What you will do: Give the listing below again exactly, but without any of its pictures.

● ● ● ● ● ● ●

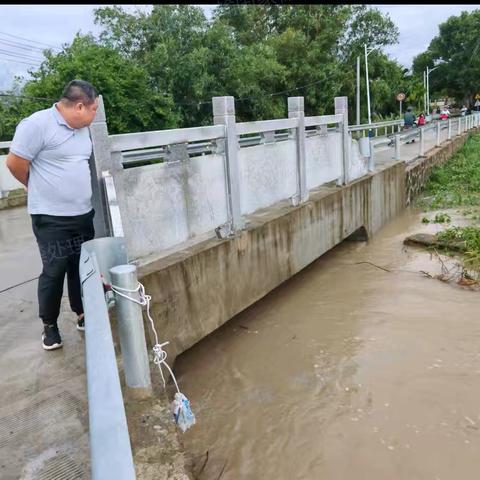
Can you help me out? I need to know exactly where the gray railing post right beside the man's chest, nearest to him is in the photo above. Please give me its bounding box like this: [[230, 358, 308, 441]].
[[89, 95, 114, 238]]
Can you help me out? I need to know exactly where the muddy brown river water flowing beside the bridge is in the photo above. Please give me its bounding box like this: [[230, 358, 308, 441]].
[[176, 210, 480, 480]]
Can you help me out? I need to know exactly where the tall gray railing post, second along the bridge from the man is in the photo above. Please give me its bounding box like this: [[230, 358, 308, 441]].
[[212, 97, 244, 233]]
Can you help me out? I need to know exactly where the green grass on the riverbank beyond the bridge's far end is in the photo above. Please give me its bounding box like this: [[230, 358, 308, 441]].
[[416, 134, 480, 211]]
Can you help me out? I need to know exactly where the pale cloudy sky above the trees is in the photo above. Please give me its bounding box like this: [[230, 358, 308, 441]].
[[0, 4, 480, 91]]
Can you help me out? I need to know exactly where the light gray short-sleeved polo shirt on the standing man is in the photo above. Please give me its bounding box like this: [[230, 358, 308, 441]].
[[10, 104, 92, 216]]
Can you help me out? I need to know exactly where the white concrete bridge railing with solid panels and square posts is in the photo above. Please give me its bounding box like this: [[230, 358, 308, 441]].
[[97, 97, 367, 258]]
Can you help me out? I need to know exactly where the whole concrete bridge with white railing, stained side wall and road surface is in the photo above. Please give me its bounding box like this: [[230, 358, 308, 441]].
[[0, 97, 478, 479]]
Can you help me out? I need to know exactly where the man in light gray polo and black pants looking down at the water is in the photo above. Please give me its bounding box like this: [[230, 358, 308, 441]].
[[7, 80, 98, 350]]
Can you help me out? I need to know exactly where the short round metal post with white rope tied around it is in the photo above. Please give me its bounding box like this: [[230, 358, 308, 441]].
[[110, 265, 152, 399]]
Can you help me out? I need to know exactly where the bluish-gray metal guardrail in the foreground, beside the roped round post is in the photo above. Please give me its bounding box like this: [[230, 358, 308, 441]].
[[80, 237, 136, 480]]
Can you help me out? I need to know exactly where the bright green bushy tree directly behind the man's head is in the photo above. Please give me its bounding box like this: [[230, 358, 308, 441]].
[[19, 35, 178, 134]]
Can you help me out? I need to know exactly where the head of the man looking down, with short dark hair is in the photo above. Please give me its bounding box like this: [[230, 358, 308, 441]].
[[60, 80, 98, 128]]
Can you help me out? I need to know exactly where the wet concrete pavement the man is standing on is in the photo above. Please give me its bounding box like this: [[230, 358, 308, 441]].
[[0, 207, 90, 480]]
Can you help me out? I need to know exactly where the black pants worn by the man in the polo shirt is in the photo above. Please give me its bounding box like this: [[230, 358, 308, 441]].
[[31, 209, 95, 325]]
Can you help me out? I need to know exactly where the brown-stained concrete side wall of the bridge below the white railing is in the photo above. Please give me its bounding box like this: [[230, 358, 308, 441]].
[[139, 129, 476, 357]]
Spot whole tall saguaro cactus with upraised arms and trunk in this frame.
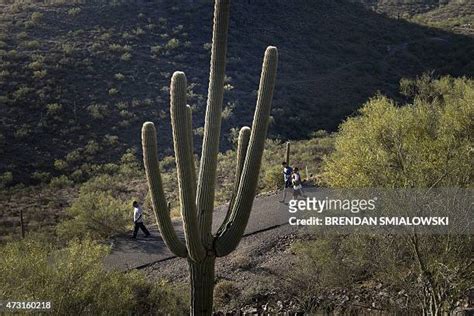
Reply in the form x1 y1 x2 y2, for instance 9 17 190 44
142 0 278 315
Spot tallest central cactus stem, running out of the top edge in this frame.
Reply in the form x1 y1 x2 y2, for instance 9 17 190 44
197 0 230 245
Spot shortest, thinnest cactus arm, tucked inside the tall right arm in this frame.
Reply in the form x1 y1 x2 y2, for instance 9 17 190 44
217 126 250 235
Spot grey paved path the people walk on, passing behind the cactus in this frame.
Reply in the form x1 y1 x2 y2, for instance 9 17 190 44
104 190 313 270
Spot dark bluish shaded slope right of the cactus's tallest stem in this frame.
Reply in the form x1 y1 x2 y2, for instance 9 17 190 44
206 0 474 138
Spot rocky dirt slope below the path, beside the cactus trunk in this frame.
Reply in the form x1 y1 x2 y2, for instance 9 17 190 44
142 225 309 313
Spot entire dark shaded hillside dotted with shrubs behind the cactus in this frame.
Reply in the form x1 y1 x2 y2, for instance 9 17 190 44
0 0 474 185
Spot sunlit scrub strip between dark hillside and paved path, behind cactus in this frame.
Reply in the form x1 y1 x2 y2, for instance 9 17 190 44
0 131 333 239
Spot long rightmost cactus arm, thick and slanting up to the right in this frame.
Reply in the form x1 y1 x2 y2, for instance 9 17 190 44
214 47 278 257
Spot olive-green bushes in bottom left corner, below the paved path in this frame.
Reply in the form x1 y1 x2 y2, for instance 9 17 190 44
0 240 187 315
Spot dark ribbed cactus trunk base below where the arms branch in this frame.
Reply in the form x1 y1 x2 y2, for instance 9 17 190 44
188 257 216 316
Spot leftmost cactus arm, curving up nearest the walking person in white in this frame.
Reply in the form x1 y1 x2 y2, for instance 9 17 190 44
142 122 187 258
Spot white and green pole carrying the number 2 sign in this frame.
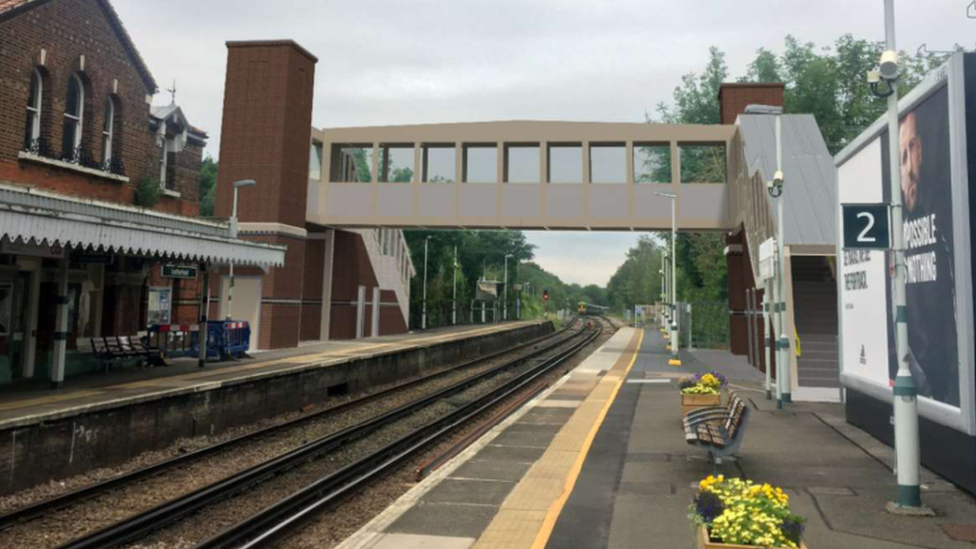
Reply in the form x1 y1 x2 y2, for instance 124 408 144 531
885 0 922 510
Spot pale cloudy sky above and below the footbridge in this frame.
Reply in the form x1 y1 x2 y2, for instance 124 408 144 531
113 0 976 285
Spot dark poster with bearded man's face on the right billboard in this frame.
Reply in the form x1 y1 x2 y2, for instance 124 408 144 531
885 87 959 406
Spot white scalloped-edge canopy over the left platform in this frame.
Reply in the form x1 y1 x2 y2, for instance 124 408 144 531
0 182 285 267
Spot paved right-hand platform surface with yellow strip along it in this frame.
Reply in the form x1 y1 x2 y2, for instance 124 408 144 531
338 328 976 549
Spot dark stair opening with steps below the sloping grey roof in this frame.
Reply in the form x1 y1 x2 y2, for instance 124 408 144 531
791 257 840 388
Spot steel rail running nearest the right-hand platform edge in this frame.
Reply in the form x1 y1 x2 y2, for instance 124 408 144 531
193 327 603 549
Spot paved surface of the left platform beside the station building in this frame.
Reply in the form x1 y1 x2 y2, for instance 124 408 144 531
0 321 536 429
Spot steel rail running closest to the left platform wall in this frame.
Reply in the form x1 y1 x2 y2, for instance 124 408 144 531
0 323 572 531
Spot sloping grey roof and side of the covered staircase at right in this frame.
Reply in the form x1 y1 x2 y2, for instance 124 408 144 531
737 114 837 245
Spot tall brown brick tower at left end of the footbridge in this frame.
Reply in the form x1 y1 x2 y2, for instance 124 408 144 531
216 40 318 349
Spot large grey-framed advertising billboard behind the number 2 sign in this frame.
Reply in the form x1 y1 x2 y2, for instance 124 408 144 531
835 54 976 435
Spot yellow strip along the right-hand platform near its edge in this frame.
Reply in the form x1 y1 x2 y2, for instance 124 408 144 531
474 330 644 549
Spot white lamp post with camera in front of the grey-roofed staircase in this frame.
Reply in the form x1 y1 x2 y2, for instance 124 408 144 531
766 108 793 408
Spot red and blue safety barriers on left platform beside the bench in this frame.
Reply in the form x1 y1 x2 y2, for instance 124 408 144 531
146 320 251 360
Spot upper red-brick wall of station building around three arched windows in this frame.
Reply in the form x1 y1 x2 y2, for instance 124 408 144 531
0 0 199 215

● ● ● ● ● ● ●

Written answer:
Can you help me out? I need to know exactly where the gray railing post right beside the man's chest, nearest to him is in the photo above. Please give me its bounding box like this: [[230, 358, 308, 441]].
[[89, 95, 114, 238]]
Can you help me out? I need to know exactly where the muddy brown river water flowing beside the bridge is in the photo above. Please give me its bounding box like this: [[230, 358, 308, 441]].
[[176, 210, 480, 480]]
Can you help me out? I need to know exactly where the tall gray railing post, second along the bridge from the man is in the photo above. Please give me its bounding box like this: [[230, 358, 308, 441]].
[[212, 97, 244, 233]]
Can you help me out? I need to know exactly where the green grass on the riverbank beyond the bridge's far end is in the photo above. Please give me its bounding box like this: [[230, 358, 308, 441]].
[[416, 134, 480, 211]]
Can you help me out? I need to know exactly where the pale cloudy sky above the trees is in the photo above. Please give me its bounding box like this: [[230, 358, 308, 441]].
[[0, 4, 480, 91]]
Can you help me out? I need to know exactly where the light gray short-sleeved polo shirt on the standing man is in the photo above. Please give me its bounding box like this: [[230, 358, 308, 441]].
[[10, 104, 92, 216]]
Can you help me out? I need to know exactly where the white concrete bridge railing with solid panels and square posts is in the photo above. Please give me its bounding box like this: [[230, 358, 308, 441]].
[[97, 97, 367, 258]]
Can you help me out? I need to know exactly where the whole concrete bridge with white railing, stained side wall and road surface is in the photo above. Please give me its bounding box like this: [[230, 358, 308, 441]].
[[0, 97, 478, 479]]
Can you help me out? I need to know exactly where the man in light gray polo and black pants looking down at the water is in the photo above. Please give me its bounding box like this: [[230, 358, 308, 441]].
[[7, 80, 98, 350]]
Can you help me out? I need to know exactly where the short round metal post with white rope tied around it is in the photo above. Please give me its bounding box like this: [[230, 358, 308, 441]].
[[110, 265, 152, 399]]
Can you help me out? I need to know exactly where the bluish-gray metal guardrail in the foreground, beside the roped round post is in the photo above. Please give me its bounding box like this: [[230, 358, 308, 441]].
[[80, 237, 136, 480]]
Can you help me out? I need to know exactly where the bright green bushy tree directly behind the man's head is in the photo above. Please give me its bounding box like this: [[230, 358, 308, 441]].
[[19, 35, 178, 134]]
Can you help me out? I need to know exactly where the head of the man looking down, with short dark hair is in the photo above. Please give me its bounding box like this: [[230, 358, 308, 441]].
[[60, 80, 98, 128]]
Can you help me out? I need to know exactly where the wet concrete pavement the man is standing on is in the photo above. Please give me its bounding box like this: [[230, 358, 308, 441]].
[[0, 207, 90, 480]]
Can you help me out? I need to know exactly where the black pants worn by the man in the polo shirt is in the photo above. Please give me its bounding box like this: [[230, 358, 308, 441]].
[[31, 209, 95, 325]]
Can you help me out? I need to know exactly where the brown-stained concrete side wall of the bridge below the white railing is in the photo above. Please give me its bounding box like this: [[230, 358, 308, 441]].
[[139, 129, 476, 357]]
Spot whole tall saguaro cactus with upraised arms and trunk in this frame.
Reply in the form x1 y1 x2 y2, for instance 9 17 190 44
142 0 278 315
Spot tallest central cactus stem, running out of the top edge in this frame.
Reply in the form x1 y1 x2 y2, for instance 9 17 190 44
197 0 230 245
Spot shortest, thinnest cactus arm, tucked inside the tall right arm in this frame.
Reply in the form x1 y1 x2 y2, for instance 9 17 190 44
217 126 250 235
Spot grey paved path the people walk on, passing behind the cactus in this frame.
Reply in the form x1 y1 x2 y2, for instance 9 17 190 44
104 190 313 270
Spot dark bluish shaded slope right of the cactus's tallest stem in this frame.
Reply in the form x1 y1 x2 y2, for instance 9 17 190 44
206 0 474 138
Spot rocky dirt slope below the path, beside the cactus trunk in this frame.
Reply in the form x1 y1 x2 y2, for instance 9 17 190 44
142 225 309 313
Spot entire dark shaded hillside dotted with shrubs behind the cactus in this frame.
Reply in the form x1 y1 x2 y2, for instance 9 17 190 44
0 0 474 185
Spot sunlit scrub strip between dark hillside and paved path, behind cactus in this frame.
Reply in the form x1 y1 x2 y2, for instance 9 17 190 44
0 131 333 239
Spot long rightmost cactus arm, thick and slanting up to the right in this frame.
Reply in the form x1 y1 x2 y2, for instance 9 17 190 44
214 47 278 257
Spot olive-green bushes in bottom left corner, below the paved path in this frame.
Reply in the form x1 y1 x2 y2, for instance 9 17 190 44
0 240 187 315
Spot dark ribbed cactus trunk base below where the arms branch in this frame.
Reply in the form x1 y1 x2 y2, for instance 9 17 190 44
188 257 216 316
Spot leftmost cactus arm, curving up nearest the walking person in white in this frame.
Reply in the form x1 y1 x2 y2, for instance 9 17 190 44
142 122 187 258
Spot white and green pole carrying the number 2 sign in this frame.
Reply in the form x1 y1 x2 y2, for instance 124 408 144 531
885 0 922 510
Spot pale cloudy sky above and below the footbridge in this frame.
Reply in the form x1 y1 x2 y2, for instance 124 408 144 531
113 0 976 285
Spot dark poster with bearded man's face on the right billboard in this frame.
Reply in the form x1 y1 x2 y2, for instance 124 408 144 531
885 87 959 406
Spot white scalloped-edge canopy over the left platform in this frame.
Reply in the form x1 y1 x2 y2, for instance 124 408 144 531
0 182 285 267
Spot paved right-hand platform surface with yellow strip along it in this frame.
Reply in the form x1 y1 x2 y2, for instance 124 408 144 531
338 328 976 549
Spot dark stair opening with steps below the sloping grey roof in this frame.
Reply in the form x1 y1 x2 y2, for instance 124 408 144 531
791 257 840 388
Spot steel rail running nearest the right-hand platform edge in this frame.
Reply in the form x1 y1 x2 y2, for instance 124 408 144 531
193 327 603 549
Spot paved surface of the left platform beside the station building in this frame.
Reply in the form x1 y1 x2 y2, for instance 124 408 144 531
0 321 536 429
Spot steel rail running closest to the left platform wall in this frame.
Reply in the form x1 y1 x2 y2, for instance 124 408 144 531
0 323 572 531
Spot sloping grey roof and side of the covered staircase at right in this frame.
Reply in the form x1 y1 x2 y2, for instance 124 408 144 531
737 114 837 245
Spot tall brown brick tower at left end of the footbridge in this frame.
Reply in the form x1 y1 x2 y2, for instance 124 408 144 531
216 40 318 349
Spot large grey-framed advertising billboard behind the number 2 sign in this frame.
Reply in the form x1 y1 x2 y2, for instance 124 408 144 531
835 54 976 435
Spot yellow strip along the right-hand platform near its edge in this frame.
Reply in the form x1 y1 x2 y2, for instance 124 408 144 531
474 330 644 549
Spot white lamp post with camera in front of the grey-roofed staircase in this frame.
Reply in the form x1 y1 x2 y2, for instance 124 408 144 531
766 108 793 408
Spot red and blue safety barriers on left platform beside the bench in this frame.
Reply in the form x1 y1 x2 y2, for instance 124 408 144 531
146 320 251 360
Spot upper red-brick wall of station building around three arched windows in this frame.
Reply in the form x1 y1 x2 y2, for instance 124 408 144 531
0 0 199 215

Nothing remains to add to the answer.